STUDY TEXT:

"""

Background: As genetic counseling is incorporated into settings where genetic results influence health recommendations, the traditional ethos of “non-directiveness” becomes increasingly inadequate to address the range of clinical uses of genetic information. Whether, when, and to what extent deliberate influence and persuasion have a role to play in genetic counseling has been largely unexplored. Genetics professionals have struggled to define contexts within which influential communication can be an ethically justifiable component of genetic counseling and to balance patient autonomy with professional obligations to act in patients’ best interests. While most agree that persuasive communication should be ethically justified, patient-centered, and equitable, there has been limited conceptual and empirical investigation into what this looks like in clinical communication.
Objective: The objective of our project is to develop a framework and coding system to describe and evaluate providers’ and patients’ uses of influential communication in genetic counseling sessions.
Methods: Work is underway to create a framework for identifying influential communication strategies based on a review of empirical studies and conceptual literature. We will develop a coding system to apply this framework to transcripts from 45 standardized genetic counseling encounters. In this session, we will describe the findings from this analysis and discuss their normative implications. Implications: This work is an initial step towards developing an evidence-based approach to describe uses of influence reliably and consistently in genetic counseling. We intend for our approach to be applicable to empirical and normative clinical communication research in genetic counseling and other clinical settings.

"""

PROVIDED MATERIAL:
"""

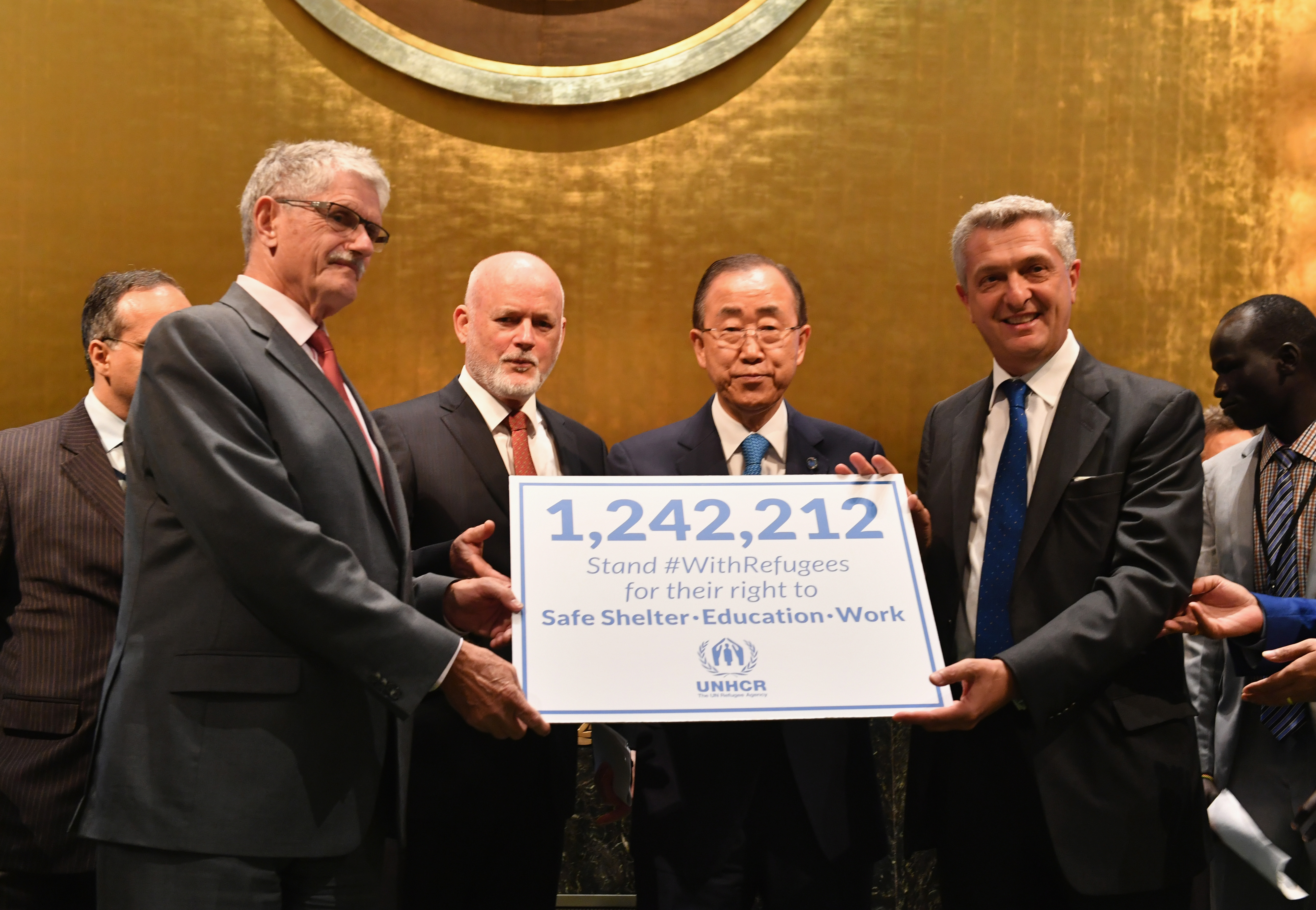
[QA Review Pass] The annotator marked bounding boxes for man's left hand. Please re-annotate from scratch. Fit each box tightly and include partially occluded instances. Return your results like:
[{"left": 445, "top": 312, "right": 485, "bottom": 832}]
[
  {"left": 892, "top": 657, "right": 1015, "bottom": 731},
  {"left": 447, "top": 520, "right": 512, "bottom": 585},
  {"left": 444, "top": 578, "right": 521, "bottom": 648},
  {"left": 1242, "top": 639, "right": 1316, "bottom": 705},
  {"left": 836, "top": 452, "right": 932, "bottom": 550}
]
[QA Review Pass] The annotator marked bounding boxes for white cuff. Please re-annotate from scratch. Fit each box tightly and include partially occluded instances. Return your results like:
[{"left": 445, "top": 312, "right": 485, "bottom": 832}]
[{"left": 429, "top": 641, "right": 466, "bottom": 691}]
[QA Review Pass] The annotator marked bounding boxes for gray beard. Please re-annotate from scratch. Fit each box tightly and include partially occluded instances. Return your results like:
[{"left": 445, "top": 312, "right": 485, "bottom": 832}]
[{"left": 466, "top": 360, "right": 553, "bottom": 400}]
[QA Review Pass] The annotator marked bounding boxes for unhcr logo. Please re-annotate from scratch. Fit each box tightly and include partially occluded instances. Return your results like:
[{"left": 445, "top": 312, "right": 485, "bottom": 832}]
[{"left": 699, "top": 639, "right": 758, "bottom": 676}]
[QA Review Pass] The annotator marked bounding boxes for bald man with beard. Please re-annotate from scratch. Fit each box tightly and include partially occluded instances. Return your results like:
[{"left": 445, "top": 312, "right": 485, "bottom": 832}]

"""

PARTS OF THE EXERCISE:
1. Using the genetic counseling abstract, decide whether each statement below agrees with it. Give yes or no for each, followed by the deciding words quoted exactly.
(a) The coding system is to be applied to transcripts from 45 standardized genetic counseling encounters.
(b) The framework for identifying influential communication strategies is already complete.
(c) The role of deliberate influence and persuasion in genetic counseling has been studied extensively.
2. Transcribe the genetic counseling abstract from the words "Methods: Work is" up to and including the words "other clinical settings.".

ANSWERS GIVEN:
1.
(a) Yes: "We will develop a coding system to apply this framework to transcripts from 45 standardized genetic counseling encounters."
(b) No: "Work is underway to create a framework for identifying influential communication strategies"
(c) No: "Whether, when, and to what extent deliberate influence and persuasion have a role to play in genetic counseling has been largely unexplored."

2.
Methods: Work is underway to create a framework for identifying influential communication strategies based on a review of empirical studies and conceptual literature. We will develop a coding system to apply this framework to transcripts from 45 standardized genetic counseling encounters. In this session, we will describe the findings from this analysis and discuss their normative implications. Implications: This work is an initial step towards developing an evidence-based approach to describe uses of influence reliably and consistently in genetic counseling. We intend for our approach to be applicable to empirical and normative clinical communication research in genetic counseling and other clinical settings.